(Stored entries)

········

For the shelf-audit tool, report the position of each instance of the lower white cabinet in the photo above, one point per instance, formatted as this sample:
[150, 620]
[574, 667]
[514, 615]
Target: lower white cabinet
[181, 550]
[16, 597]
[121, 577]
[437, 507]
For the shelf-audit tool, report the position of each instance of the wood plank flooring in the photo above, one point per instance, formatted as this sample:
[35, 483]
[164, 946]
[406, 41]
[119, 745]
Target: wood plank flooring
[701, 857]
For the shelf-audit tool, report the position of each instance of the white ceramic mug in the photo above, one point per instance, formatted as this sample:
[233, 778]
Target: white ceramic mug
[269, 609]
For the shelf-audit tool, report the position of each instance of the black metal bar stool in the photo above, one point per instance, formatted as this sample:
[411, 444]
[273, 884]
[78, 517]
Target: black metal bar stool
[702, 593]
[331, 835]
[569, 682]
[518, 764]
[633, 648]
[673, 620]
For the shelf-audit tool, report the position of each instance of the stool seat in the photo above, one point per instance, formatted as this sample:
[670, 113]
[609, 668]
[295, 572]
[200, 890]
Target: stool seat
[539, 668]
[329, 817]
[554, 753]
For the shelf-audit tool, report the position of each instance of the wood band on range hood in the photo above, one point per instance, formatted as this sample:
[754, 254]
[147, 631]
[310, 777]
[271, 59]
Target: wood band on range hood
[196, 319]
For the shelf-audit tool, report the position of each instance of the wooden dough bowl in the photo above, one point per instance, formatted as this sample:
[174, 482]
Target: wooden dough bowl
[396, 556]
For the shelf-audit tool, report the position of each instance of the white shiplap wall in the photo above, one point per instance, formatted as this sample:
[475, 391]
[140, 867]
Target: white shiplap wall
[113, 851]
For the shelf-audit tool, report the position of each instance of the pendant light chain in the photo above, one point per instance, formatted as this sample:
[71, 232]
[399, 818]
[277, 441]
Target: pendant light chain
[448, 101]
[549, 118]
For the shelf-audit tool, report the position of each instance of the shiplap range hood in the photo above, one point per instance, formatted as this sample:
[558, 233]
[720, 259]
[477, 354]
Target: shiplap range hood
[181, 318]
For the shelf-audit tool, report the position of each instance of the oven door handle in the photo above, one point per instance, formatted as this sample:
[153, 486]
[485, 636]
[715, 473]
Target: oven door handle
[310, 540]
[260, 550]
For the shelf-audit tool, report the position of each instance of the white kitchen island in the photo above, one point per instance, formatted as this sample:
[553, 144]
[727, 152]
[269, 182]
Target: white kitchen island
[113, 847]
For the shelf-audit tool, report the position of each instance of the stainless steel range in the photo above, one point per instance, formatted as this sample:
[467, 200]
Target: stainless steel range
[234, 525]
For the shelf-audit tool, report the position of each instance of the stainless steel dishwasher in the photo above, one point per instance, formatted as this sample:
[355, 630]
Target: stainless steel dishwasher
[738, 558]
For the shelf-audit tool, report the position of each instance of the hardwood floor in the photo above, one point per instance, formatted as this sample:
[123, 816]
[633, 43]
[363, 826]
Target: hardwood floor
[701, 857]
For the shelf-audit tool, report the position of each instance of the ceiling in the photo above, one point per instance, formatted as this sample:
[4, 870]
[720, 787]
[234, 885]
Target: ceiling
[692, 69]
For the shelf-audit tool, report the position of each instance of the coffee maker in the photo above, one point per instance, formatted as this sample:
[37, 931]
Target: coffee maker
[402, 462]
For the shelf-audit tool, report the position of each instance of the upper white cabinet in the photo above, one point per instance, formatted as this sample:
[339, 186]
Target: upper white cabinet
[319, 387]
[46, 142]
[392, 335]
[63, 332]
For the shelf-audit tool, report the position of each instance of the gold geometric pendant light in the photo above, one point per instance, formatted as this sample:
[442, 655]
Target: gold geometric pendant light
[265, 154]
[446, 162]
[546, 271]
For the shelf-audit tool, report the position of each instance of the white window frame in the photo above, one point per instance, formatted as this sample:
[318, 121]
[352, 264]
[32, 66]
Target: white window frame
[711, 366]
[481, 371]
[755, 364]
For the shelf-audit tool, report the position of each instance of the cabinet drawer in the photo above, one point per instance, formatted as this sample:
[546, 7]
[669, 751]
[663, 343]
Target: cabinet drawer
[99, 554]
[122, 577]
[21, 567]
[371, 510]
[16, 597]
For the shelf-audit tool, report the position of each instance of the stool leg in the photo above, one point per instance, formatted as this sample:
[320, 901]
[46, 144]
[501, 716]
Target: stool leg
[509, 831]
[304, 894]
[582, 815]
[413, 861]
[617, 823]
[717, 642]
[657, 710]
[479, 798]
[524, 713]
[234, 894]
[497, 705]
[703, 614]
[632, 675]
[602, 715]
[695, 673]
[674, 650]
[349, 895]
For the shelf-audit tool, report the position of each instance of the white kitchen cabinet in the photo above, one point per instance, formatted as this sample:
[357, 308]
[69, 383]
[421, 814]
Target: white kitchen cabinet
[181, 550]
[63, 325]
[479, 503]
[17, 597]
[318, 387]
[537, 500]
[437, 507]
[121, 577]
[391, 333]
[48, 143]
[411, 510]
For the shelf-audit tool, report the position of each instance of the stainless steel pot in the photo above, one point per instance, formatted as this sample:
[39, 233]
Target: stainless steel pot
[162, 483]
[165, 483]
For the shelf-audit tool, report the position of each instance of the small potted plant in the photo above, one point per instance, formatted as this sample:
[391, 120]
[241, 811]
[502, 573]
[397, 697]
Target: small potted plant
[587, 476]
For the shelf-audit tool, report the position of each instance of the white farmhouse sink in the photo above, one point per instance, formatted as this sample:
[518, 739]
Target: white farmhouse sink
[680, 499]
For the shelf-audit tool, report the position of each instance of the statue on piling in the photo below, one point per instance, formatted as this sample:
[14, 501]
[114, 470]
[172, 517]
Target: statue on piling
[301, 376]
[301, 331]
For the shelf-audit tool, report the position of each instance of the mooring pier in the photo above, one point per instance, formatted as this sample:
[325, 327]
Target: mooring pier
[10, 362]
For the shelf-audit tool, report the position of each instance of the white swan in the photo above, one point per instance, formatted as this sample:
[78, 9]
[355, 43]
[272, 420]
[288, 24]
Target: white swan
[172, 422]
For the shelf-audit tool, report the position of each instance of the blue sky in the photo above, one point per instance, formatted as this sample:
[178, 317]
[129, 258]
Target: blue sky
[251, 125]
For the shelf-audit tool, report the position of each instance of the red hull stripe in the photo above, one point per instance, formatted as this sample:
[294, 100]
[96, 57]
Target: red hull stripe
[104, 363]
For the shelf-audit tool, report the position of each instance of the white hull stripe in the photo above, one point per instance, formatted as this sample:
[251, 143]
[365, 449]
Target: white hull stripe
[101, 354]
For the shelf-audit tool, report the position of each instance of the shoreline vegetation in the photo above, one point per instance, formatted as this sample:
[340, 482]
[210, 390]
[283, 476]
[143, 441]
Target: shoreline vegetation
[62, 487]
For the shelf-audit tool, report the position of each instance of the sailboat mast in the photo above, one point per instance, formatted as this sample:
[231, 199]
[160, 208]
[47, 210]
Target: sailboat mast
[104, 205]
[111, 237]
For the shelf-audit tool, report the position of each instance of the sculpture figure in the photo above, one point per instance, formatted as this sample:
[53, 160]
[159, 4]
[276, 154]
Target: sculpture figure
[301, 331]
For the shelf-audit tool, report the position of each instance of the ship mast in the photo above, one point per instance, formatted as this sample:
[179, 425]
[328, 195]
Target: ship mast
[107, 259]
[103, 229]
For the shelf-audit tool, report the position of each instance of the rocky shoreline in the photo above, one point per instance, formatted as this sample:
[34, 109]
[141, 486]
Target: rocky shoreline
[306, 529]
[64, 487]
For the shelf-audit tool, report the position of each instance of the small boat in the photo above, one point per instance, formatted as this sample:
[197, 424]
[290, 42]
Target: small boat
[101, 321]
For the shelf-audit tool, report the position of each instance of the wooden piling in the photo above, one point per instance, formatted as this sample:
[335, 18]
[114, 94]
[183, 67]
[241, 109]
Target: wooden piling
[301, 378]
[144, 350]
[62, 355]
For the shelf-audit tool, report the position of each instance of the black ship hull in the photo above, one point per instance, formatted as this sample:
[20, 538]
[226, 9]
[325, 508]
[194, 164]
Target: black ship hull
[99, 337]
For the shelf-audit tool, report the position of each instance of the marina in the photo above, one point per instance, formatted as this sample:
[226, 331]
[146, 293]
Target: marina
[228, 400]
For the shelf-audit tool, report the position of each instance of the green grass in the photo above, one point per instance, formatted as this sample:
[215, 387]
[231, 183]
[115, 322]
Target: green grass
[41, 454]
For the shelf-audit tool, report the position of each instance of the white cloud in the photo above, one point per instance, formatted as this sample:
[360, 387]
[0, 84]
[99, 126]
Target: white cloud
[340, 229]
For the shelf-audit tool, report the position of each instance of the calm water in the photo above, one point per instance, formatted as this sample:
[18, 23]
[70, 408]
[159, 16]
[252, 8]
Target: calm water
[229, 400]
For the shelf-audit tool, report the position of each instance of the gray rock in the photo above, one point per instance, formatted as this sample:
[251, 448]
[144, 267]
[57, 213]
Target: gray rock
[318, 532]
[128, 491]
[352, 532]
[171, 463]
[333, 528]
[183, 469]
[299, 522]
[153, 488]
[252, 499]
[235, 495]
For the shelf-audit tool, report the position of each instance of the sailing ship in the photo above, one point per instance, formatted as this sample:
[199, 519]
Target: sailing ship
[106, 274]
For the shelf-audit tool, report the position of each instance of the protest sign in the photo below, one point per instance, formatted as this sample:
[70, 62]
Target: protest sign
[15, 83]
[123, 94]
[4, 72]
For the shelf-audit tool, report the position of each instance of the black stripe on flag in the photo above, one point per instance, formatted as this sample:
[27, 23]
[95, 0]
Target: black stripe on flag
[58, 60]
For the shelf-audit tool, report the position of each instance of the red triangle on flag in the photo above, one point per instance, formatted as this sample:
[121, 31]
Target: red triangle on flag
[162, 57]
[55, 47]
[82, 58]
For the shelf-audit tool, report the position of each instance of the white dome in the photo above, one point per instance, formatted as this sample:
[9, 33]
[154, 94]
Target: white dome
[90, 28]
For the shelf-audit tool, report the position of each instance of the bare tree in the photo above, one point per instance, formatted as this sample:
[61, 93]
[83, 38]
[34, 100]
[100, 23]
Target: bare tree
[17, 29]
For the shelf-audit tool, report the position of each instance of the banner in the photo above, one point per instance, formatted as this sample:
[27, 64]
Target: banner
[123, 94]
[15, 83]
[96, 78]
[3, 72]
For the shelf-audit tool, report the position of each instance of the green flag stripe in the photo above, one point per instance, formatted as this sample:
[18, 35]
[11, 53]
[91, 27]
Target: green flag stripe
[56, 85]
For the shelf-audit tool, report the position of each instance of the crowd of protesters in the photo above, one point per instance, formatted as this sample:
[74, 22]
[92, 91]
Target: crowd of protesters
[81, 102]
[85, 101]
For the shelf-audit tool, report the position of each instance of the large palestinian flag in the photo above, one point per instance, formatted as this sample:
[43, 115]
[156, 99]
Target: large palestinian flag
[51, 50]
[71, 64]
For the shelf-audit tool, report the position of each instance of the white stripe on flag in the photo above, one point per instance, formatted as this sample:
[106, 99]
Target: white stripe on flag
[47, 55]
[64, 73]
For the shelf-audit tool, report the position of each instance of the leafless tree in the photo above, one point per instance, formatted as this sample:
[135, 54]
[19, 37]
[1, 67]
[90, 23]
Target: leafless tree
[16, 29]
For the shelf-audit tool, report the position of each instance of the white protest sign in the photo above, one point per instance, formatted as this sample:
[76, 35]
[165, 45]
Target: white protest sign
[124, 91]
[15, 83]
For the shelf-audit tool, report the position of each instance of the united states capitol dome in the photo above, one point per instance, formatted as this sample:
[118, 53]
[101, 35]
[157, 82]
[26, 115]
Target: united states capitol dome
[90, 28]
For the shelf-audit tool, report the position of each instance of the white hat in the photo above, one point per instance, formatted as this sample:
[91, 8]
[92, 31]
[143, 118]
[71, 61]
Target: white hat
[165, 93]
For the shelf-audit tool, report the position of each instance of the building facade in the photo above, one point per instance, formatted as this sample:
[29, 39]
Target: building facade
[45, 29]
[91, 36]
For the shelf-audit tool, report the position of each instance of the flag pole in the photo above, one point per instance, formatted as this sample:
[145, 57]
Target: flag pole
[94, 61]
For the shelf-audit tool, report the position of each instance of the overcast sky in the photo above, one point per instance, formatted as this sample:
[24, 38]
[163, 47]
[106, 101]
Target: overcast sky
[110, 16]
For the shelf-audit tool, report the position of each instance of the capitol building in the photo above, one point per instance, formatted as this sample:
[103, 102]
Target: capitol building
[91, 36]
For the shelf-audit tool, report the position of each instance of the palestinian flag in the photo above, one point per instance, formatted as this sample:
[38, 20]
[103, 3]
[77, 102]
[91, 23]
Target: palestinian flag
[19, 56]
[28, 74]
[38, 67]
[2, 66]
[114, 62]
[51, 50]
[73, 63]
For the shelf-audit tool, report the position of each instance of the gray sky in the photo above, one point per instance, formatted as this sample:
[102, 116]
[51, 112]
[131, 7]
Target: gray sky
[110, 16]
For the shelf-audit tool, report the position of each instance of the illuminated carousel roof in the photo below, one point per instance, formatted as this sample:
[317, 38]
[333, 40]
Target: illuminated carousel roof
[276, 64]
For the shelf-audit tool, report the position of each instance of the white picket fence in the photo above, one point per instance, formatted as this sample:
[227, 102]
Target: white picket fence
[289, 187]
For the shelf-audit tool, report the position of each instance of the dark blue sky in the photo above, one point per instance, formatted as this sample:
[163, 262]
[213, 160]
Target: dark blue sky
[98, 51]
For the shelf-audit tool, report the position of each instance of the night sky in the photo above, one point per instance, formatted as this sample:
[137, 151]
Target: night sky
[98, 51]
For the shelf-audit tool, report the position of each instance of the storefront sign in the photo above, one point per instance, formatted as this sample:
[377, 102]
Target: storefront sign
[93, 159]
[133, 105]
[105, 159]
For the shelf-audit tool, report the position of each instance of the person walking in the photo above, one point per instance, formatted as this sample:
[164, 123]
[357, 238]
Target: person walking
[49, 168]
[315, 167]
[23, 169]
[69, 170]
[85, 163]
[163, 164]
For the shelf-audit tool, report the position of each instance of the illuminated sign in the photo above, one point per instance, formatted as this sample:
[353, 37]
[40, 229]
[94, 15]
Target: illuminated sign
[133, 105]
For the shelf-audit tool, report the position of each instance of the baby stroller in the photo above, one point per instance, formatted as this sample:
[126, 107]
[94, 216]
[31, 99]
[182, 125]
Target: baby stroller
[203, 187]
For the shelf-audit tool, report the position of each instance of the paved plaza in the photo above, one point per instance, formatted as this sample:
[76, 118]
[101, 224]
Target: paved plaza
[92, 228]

········

> What to do:
Locate the line with "the illuminated sign" in the entries above; extract it and every line after it, verbatim.

> Answer for the task:
For the shelf-audit tool, report the position of each instance of the illuminated sign in the photo above, one point per instance, formatted as this sample:
[353, 37]
[40, 229]
[94, 15]
Target: illuminated sign
[133, 105]
For the shelf-audit tool, report the position of each instance of the baby stroller in the photo above, one point per instance, formatted as this sample:
[126, 107]
[94, 216]
[31, 99]
[182, 125]
Target: baby stroller
[203, 187]
For the shelf-audit tool, report the position of each instance of the paved plaza in the photo above, one point per instance, formatted as this sample:
[76, 118]
[101, 224]
Target: paved plaza
[92, 228]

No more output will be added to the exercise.